Your assignment - From the line containing "Target: pendant light" through the last line of the data, both ends included, write out every line exactly; omit the pictures.

BEGIN

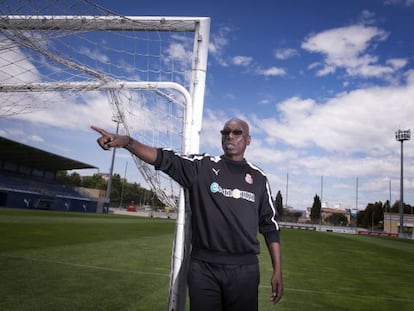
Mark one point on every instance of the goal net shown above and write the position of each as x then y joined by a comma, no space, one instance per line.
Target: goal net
150,72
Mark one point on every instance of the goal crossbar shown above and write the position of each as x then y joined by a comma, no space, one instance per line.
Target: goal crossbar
129,23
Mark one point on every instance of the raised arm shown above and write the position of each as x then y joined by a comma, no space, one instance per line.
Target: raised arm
109,140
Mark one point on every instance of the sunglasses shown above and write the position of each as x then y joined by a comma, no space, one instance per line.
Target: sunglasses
226,132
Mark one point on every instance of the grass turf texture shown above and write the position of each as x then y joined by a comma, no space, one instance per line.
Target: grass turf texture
74,261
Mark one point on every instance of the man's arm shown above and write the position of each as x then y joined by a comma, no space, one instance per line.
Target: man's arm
276,280
109,140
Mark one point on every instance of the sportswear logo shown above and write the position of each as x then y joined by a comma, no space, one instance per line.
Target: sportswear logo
232,193
248,178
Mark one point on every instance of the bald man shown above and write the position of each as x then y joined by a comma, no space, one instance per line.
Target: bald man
230,202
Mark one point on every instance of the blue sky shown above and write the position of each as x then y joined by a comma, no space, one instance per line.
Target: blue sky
323,84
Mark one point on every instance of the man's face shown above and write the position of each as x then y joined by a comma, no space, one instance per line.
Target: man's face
234,139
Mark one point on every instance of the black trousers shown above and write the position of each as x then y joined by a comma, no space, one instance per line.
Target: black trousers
217,287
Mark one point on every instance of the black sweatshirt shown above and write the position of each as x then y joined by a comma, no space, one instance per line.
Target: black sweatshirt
229,201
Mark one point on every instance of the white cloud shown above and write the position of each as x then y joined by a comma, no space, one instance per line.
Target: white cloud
242,60
285,53
272,71
346,48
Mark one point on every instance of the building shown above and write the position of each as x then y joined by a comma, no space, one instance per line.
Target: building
392,223
28,180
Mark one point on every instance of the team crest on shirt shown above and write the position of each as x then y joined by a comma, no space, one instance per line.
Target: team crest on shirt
248,178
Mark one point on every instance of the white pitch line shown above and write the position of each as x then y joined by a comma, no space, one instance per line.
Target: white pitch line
339,294
87,266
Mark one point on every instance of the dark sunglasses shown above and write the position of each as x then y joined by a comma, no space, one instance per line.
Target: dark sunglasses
227,132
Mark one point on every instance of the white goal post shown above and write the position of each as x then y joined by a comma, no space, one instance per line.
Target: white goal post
39,65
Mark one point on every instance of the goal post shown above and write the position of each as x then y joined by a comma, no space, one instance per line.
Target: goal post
147,68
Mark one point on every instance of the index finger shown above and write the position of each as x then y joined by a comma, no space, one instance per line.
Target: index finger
99,130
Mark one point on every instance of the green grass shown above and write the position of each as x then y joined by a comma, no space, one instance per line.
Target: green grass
74,261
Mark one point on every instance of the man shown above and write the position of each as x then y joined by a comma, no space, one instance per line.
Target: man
230,201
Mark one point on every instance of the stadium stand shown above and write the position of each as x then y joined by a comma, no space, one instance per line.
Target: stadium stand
28,180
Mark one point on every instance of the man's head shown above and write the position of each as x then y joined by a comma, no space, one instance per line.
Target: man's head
235,138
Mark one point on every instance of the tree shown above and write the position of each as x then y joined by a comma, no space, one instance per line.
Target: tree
316,209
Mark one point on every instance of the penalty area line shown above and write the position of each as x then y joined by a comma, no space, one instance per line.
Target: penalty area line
86,266
339,294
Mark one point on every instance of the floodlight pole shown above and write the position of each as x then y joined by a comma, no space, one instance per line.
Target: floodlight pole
401,136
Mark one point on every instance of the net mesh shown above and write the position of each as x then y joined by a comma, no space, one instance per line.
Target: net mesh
68,51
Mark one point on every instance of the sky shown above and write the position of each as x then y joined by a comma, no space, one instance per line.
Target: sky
324,86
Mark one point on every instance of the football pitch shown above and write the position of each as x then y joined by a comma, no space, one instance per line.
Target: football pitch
74,261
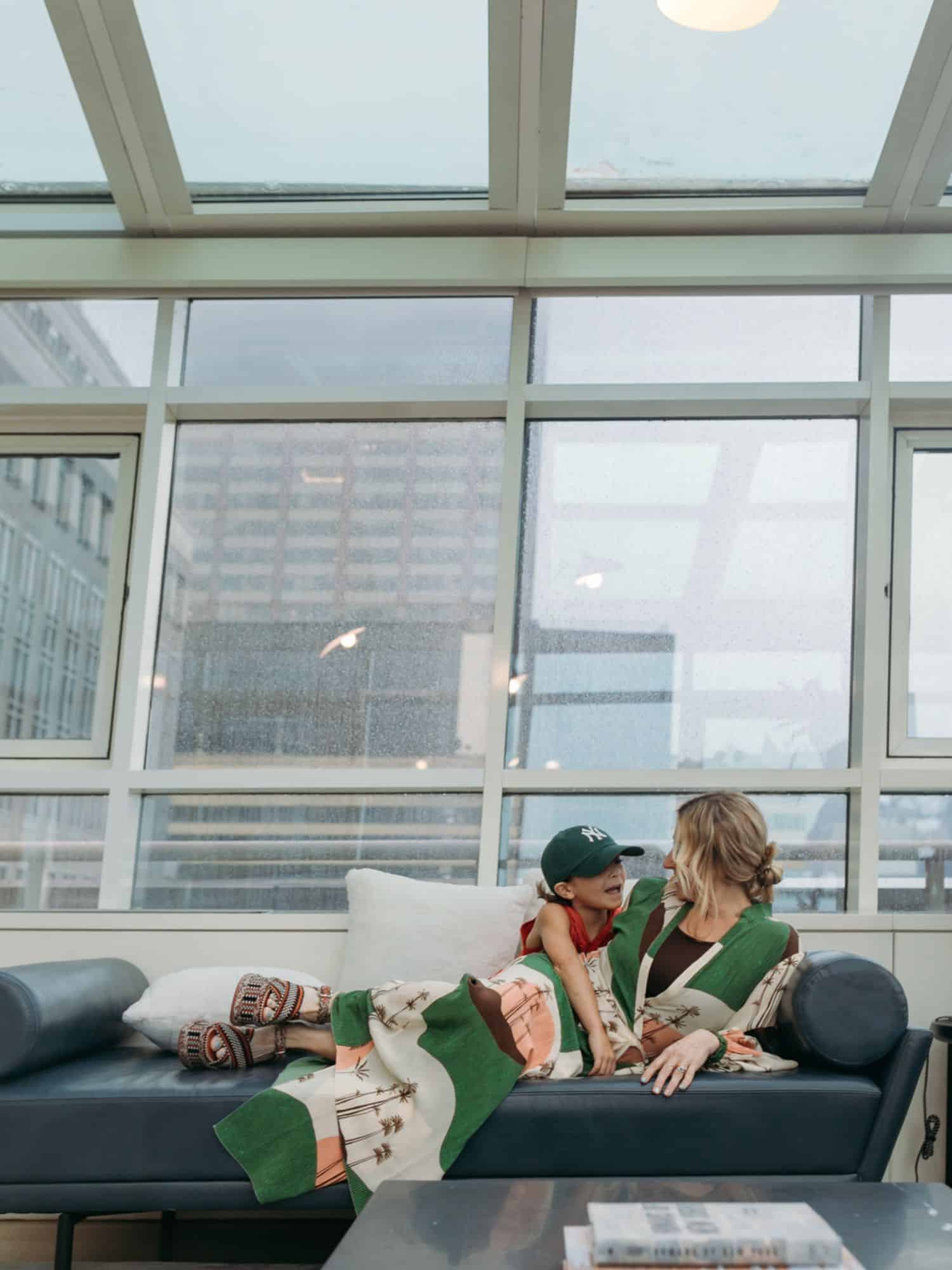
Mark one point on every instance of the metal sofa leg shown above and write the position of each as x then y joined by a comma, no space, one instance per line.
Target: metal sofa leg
167,1236
65,1226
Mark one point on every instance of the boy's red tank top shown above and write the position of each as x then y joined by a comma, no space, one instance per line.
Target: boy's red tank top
577,930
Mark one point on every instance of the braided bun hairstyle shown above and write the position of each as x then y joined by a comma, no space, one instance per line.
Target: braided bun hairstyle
723,838
769,874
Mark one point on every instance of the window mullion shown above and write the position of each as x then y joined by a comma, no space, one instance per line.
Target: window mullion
142,620
507,584
871,612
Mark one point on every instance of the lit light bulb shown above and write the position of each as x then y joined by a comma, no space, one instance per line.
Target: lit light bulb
347,641
718,15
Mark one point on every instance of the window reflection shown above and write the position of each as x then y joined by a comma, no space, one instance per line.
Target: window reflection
686,595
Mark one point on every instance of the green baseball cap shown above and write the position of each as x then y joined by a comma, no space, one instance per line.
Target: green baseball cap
582,852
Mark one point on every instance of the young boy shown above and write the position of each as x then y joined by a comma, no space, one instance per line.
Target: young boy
586,876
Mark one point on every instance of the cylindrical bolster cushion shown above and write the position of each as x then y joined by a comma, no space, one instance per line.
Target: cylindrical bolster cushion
842,1012
55,1010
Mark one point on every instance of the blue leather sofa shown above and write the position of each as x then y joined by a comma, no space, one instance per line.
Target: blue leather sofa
93,1127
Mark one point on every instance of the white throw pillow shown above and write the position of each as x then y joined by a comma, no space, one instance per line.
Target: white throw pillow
400,929
204,993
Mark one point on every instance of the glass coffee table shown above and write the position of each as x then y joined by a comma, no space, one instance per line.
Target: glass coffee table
519,1225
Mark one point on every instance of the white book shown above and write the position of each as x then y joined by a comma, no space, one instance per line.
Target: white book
579,1255
705,1235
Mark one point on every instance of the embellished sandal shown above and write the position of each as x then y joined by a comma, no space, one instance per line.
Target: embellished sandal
260,1001
199,1052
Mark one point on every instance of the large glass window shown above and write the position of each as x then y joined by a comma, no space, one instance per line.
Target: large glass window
293,853
329,594
916,854
686,595
77,344
51,852
921,709
810,831
695,340
661,107
920,338
295,97
348,342
62,582
46,147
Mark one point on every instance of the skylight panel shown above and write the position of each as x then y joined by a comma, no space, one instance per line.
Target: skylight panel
46,147
802,102
303,98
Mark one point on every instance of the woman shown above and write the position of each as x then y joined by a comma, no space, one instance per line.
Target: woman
696,967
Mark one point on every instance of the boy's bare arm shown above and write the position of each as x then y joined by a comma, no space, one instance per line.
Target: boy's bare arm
554,929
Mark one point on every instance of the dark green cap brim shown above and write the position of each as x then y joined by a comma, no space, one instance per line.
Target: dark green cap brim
601,859
582,852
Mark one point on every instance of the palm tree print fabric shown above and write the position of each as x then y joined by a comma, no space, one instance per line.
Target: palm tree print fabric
422,1066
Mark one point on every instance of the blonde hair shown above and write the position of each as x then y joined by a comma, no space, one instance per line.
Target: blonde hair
723,836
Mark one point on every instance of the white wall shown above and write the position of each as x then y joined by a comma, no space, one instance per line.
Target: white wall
917,949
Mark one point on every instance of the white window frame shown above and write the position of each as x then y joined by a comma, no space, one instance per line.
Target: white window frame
51,445
908,441
522,269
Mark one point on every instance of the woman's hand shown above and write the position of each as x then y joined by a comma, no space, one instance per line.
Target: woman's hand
602,1053
676,1067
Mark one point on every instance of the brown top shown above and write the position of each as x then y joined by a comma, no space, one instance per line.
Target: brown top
681,951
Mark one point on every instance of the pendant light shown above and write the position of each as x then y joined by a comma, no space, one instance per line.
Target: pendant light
718,15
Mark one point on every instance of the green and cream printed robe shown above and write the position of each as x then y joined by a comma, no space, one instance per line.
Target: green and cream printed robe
422,1066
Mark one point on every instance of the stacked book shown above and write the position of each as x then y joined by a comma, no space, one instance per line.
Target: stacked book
705,1238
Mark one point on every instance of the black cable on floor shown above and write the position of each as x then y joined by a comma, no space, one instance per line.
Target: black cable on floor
932,1126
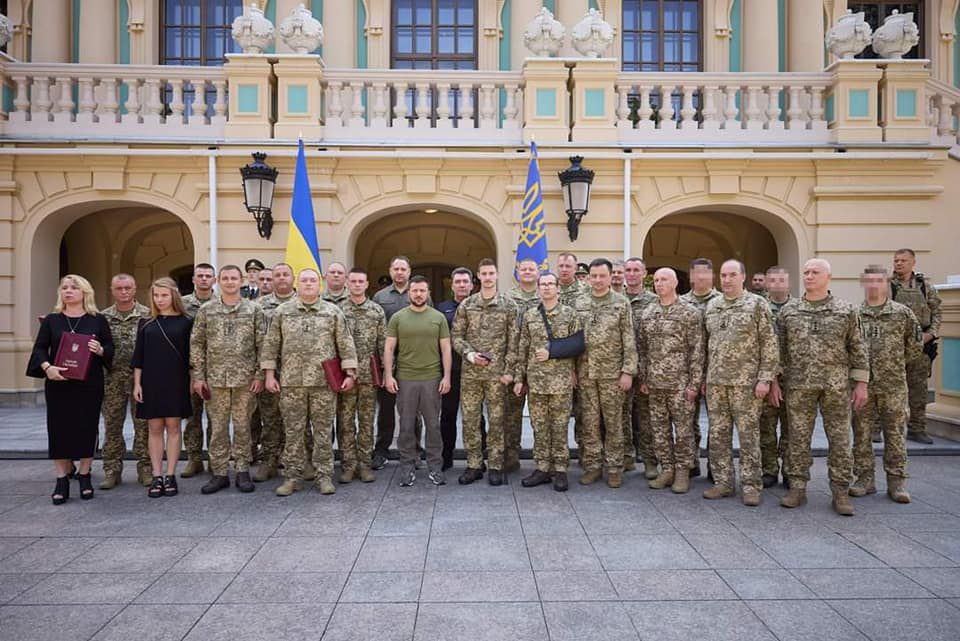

END

Reply -
Target: pendant light
718,15
Mark one point on every instance of the green and cream printed robe shown above and write the position of each as x then y joined by a comma, no space, one instance per line.
Target: green and cream printed robe
422,1066
Mark one point on every instance of the stacked book shown above and write the position of each as x then y joined by a comma, no space, one instance per line.
Target: stacked book
705,1238
Mark one point on every instance of the black cable on floor shown above and write the position of each as x then y joined by a comma, no space, one instance per line.
Target: black cable on floor
932,1126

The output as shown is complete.